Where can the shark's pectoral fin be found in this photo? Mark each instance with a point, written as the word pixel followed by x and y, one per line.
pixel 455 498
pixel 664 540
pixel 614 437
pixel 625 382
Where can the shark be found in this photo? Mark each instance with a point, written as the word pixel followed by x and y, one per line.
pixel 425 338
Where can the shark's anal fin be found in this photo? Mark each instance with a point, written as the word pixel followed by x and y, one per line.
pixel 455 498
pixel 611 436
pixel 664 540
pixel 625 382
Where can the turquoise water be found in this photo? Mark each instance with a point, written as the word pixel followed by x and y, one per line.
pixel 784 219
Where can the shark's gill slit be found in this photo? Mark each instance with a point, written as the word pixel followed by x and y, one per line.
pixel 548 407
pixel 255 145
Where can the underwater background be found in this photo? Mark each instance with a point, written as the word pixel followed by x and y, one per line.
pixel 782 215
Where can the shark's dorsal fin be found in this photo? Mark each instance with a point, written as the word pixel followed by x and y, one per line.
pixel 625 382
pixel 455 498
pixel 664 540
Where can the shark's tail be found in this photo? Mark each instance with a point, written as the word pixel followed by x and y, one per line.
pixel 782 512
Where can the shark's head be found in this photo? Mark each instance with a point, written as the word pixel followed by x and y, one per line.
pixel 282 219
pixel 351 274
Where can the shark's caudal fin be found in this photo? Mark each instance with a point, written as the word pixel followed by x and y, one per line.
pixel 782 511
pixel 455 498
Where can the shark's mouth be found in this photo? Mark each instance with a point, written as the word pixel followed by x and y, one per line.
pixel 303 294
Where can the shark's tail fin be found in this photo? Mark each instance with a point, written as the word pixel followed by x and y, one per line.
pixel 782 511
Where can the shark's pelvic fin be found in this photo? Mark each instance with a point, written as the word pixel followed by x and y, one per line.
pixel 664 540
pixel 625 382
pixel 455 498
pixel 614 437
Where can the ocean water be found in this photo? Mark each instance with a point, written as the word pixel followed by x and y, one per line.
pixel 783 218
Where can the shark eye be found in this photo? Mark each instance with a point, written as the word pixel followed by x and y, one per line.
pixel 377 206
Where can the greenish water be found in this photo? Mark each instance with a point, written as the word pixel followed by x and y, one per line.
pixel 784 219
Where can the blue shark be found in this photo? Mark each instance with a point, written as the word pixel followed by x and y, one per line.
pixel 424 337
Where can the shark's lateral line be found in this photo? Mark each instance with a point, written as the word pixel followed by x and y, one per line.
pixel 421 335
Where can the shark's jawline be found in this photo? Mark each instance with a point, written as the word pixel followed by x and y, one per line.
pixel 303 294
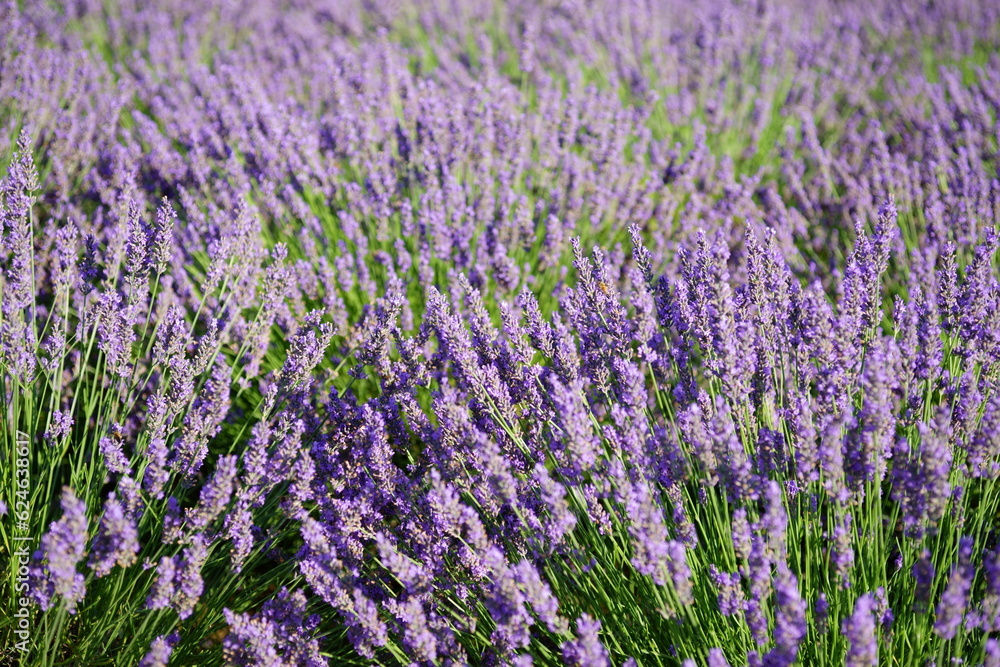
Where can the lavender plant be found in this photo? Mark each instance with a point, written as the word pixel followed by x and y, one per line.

▸ What to do
Output every line of the material above verbatim, leaving out the pictures.

▸ Solution to the exercise
Where can the shark's pectoral fin be found in this photo? Mark each instance with a point, written as the word pixel followed by x and y, one per line.
pixel 455 498
pixel 664 540
pixel 614 437
pixel 625 382
Where can the shark be found in this photo? Mark each instance with a point, written as the word pixel followed by x and y, one per line.
pixel 425 338
Where can the shark's anal fin be found in this photo? Mark each instance with a point, written as the word pixel followed by x and y, one per line.
pixel 455 498
pixel 611 436
pixel 664 540
pixel 625 382
Where can the turquoise water be found in this photo? Mark each instance with a point, written as the word pixel followed by x and y, one per line.
pixel 784 219
Where can the shark's gill slit be found in this photo? Mark each instance with a point, written as the word pixel followed by x and y, one per line.
pixel 548 407
pixel 255 145
Where can the underwater background be found in this photo? Mark each instance with a point, written as the word pixel followed by x and y, one per line.
pixel 782 215
Where can the shark's dorsal fin be found in this photo? Mark each instance with a point, written as the word pixel followed by x and y, one per line.
pixel 625 382
pixel 455 498
pixel 664 540
Where can the shark's tail be found in this photo? Mark each instance with a point, written as the word pixel followed by x and y, one per line.
pixel 782 512
Where can the shark's head be found in this photo? Mark each instance with a point, written as the word pixel followed by x and y, one per line.
pixel 282 219
pixel 351 274
Where can the shark's caudal fin be found in this photo? Mark each instance with a point, written as the word pixel followed by x and y, one per line.
pixel 782 511
pixel 455 498
Where can the shark's mouth be found in this photo? Mark each instance with a point, written as the word pixel followed by x and y, one per line.
pixel 303 294
Where can the shark's tail fin be found in this photo? Mark each instance with a point, written as the word pixel followed by x and y, one per line.
pixel 782 511
Where can the shark's pelvic fin be found in this photo? Mark each instance with a point, written as the word pixel followed by x and y, one per line.
pixel 664 540
pixel 625 382
pixel 455 498
pixel 614 437
Where can the ocean water be found in this photo? Mark each instance with a point, written as the word pixel followed by x and y, one per line.
pixel 783 218
Where can the shark eye be found in this photo? Mark each instance with a point, written as the word pixel followed by x and y, one per line.
pixel 377 206
Where can the greenish water be found in this photo? Mark each instance with a point, written as the word pixel followed by x and y, one per line.
pixel 784 219
Where can the blue shark be found in this photo? Mark each instance with a point, written as the word pixel followed by x and y, one per line.
pixel 424 337
Where can the shark's lateral line be found in this photo? Mark each instance with a point, written as the word pixel followed by x and y, one per line.
pixel 421 335
Where can the shark's jawline be found in this photo? Mark each instance with a point, written as the word pixel followed by x and y, one per line.
pixel 303 294
Where can the lavender plant be found in this photo? Mark each instance with a point, written as the word pixel followed by x and y, one per line.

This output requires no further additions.